The problem: What would you get if you printed the passage on nesting terns, word for word, between "RSPB Scotland has" and "and common terns.", inclusive?

##### Given passage #####

Last modified: 14 July 2015

Arctic tern sitting on nest in grass

Image: Chris Gomersall

RSPB Scotland has issued a plea to day-trippers and dog-walkers to take care when they are visiting the coast to look out for breeding terns. The conservation charity is concerned that visitors may inadvertently disturb the birds from their nests and prevent them breeding successfully.

RSPB conservation officer Lorna Macdonald explained, “Sandy shores and shingle beaches can provide important breeding habitat for seabirds, and in these locations you may find nesting terns in the Cromarty and Moray Firths.  The Cromarty Firth is particularly important with colonies of both Arctic and common terns.

“Breeding in such locations is not without difficulties and the pressures affecting ground-nesting birds include high tides and predation.  Given the accessibility of these areas, human disturbance has become an increasing problem.  As anyone who has accidentally walked through a tern colony will know, the parent birds can be extremely aggressive when protecting their nests and young.  However, these displays are no match for continual disturbance, and such disruption can lead to abandonment of a site and breeding failure.”

In an attempt to address this issue, signs have been erected by RSPB staff and volunteers to raise awareness at locations around the Cromarty Firth of the presence of Arctic terns. 

Miss Macdonald added, “We hope this may help to reduce the pressure of disturbance, giving the birds a better chance of raising chicks.  Arctic terns are amazing birds and make an annual roundtrip journey of up to 44,000 miles, the longest bird migration of any species.  The birds return to the UK around March/April, and although this year Arctic terns were seen at sites around the Moray Firth early on, the majority of the breeding attempts appear to be late in the season.

“This may be due to the colder than usual weather this spring, and the count of nesting pairs so far this year is far lower than that of 2014.  If you are planning a walk along any beach in the next few weeks, please be aware that there may be ground nesting birds in the area.  To cause minimal disturbance please avoid breeding colonies as much as possible, and keep dogs on a lead or under close control, and hopefully we can all do our bit to ensure a productive breeding season!”

##### Given entries #####

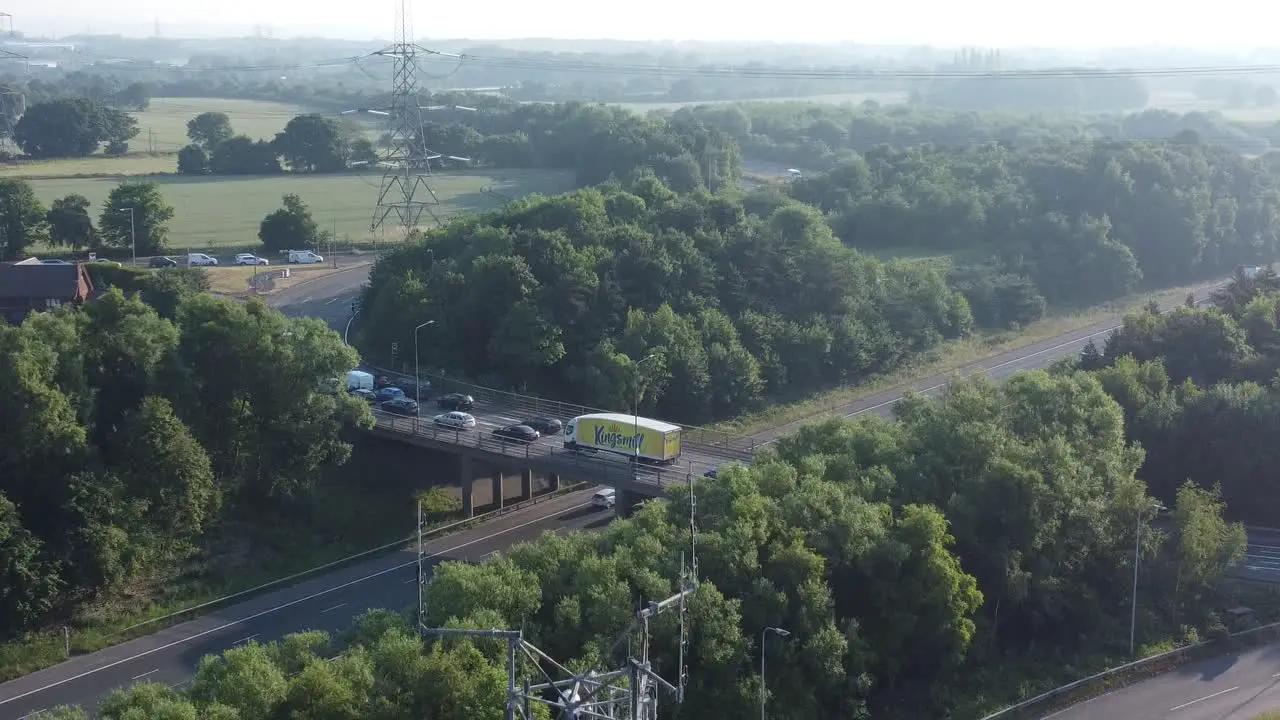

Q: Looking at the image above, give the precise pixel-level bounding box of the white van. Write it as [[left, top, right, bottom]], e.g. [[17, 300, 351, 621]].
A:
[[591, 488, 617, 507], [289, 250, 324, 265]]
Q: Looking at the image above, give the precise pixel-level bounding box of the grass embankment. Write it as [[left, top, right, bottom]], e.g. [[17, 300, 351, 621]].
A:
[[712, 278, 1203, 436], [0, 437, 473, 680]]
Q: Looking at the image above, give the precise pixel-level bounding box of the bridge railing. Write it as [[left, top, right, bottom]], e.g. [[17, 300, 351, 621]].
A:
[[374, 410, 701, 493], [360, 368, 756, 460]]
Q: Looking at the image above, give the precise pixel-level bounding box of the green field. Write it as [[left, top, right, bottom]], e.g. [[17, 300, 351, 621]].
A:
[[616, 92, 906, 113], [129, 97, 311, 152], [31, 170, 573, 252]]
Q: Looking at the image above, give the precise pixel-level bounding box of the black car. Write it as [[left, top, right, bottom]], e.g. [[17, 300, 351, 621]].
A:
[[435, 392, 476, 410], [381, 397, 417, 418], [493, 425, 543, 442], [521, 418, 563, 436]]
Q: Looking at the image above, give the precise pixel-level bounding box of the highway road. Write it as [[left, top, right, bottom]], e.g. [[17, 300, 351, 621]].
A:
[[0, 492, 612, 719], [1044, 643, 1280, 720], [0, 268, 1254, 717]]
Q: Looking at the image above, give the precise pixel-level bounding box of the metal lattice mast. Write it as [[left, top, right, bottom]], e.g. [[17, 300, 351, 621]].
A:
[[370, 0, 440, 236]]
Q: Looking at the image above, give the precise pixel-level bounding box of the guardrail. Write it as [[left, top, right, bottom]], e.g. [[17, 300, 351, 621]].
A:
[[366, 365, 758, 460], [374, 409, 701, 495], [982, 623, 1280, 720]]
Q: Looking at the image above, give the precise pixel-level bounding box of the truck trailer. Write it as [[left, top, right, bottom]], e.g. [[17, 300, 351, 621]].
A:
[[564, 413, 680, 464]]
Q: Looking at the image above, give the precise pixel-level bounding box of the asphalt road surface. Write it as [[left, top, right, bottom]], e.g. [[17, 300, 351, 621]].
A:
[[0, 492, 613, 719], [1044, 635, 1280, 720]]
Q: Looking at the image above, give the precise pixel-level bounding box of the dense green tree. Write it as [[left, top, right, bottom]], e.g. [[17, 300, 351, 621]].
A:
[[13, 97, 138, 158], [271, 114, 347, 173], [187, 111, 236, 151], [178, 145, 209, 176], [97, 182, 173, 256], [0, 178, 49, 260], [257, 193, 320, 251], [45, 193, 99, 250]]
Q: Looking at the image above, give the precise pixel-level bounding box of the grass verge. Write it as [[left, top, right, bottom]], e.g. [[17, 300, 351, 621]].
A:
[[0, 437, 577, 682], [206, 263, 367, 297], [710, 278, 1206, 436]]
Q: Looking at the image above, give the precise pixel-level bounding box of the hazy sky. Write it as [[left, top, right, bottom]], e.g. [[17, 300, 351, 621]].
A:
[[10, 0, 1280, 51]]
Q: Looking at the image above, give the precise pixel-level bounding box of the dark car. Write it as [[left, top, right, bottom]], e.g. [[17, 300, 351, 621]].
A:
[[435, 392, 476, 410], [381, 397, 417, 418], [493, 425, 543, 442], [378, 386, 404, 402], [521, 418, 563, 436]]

#####
##### Given entries #####

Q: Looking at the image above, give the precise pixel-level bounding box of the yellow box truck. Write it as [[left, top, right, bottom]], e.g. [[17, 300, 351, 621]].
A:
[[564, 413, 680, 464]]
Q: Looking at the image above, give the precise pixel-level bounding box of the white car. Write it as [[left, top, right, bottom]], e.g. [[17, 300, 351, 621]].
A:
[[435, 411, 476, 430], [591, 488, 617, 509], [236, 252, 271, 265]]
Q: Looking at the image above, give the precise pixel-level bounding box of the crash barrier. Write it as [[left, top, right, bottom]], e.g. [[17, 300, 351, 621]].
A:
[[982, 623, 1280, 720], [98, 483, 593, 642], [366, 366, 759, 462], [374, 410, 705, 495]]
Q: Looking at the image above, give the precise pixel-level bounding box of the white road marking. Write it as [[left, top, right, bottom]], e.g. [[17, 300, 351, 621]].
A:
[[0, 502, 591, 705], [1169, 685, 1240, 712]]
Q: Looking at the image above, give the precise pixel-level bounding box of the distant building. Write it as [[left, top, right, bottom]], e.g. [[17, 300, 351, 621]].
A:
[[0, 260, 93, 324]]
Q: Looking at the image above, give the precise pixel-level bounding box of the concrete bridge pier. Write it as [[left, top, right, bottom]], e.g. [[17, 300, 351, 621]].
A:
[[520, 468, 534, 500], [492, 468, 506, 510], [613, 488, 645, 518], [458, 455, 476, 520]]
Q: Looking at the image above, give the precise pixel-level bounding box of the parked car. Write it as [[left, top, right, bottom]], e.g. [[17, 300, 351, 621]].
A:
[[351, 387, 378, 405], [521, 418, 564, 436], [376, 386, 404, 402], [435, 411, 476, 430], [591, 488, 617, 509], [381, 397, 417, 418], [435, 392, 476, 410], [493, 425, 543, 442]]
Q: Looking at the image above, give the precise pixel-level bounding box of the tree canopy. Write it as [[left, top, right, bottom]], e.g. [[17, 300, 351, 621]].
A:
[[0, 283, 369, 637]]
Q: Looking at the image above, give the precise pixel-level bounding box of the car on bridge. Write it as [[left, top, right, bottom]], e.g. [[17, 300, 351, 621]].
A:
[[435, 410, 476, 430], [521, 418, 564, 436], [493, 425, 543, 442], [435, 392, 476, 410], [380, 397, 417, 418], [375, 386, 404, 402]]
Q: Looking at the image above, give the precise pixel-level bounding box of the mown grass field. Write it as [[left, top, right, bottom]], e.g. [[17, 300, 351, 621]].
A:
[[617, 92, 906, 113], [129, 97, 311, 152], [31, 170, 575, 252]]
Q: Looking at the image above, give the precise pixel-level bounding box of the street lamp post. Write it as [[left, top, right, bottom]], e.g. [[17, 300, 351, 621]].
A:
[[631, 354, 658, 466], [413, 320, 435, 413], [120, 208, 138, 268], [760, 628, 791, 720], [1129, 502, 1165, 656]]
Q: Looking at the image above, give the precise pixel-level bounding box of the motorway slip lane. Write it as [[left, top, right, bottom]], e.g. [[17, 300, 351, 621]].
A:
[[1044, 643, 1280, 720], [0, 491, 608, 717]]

#####

The response:
RSPB Scotland has issued a plea to day-trippers and dog-walkers to take care when they are visiting the coast to look out for breeding terns. The conservation charity is concerned that visitors may inadvertently disturb the birds from their nests and prevent them breeding successfully.

RSPB conservation officer Lorna Macdonald explained, “Sandy shores and shingle beaches can provide important breeding habitat for seabirds, and in these locations you may find nesting terns in the Cromarty and Moray Firths.  The Cromarty Firth is particularly important with colonies of both Arctic and common terns.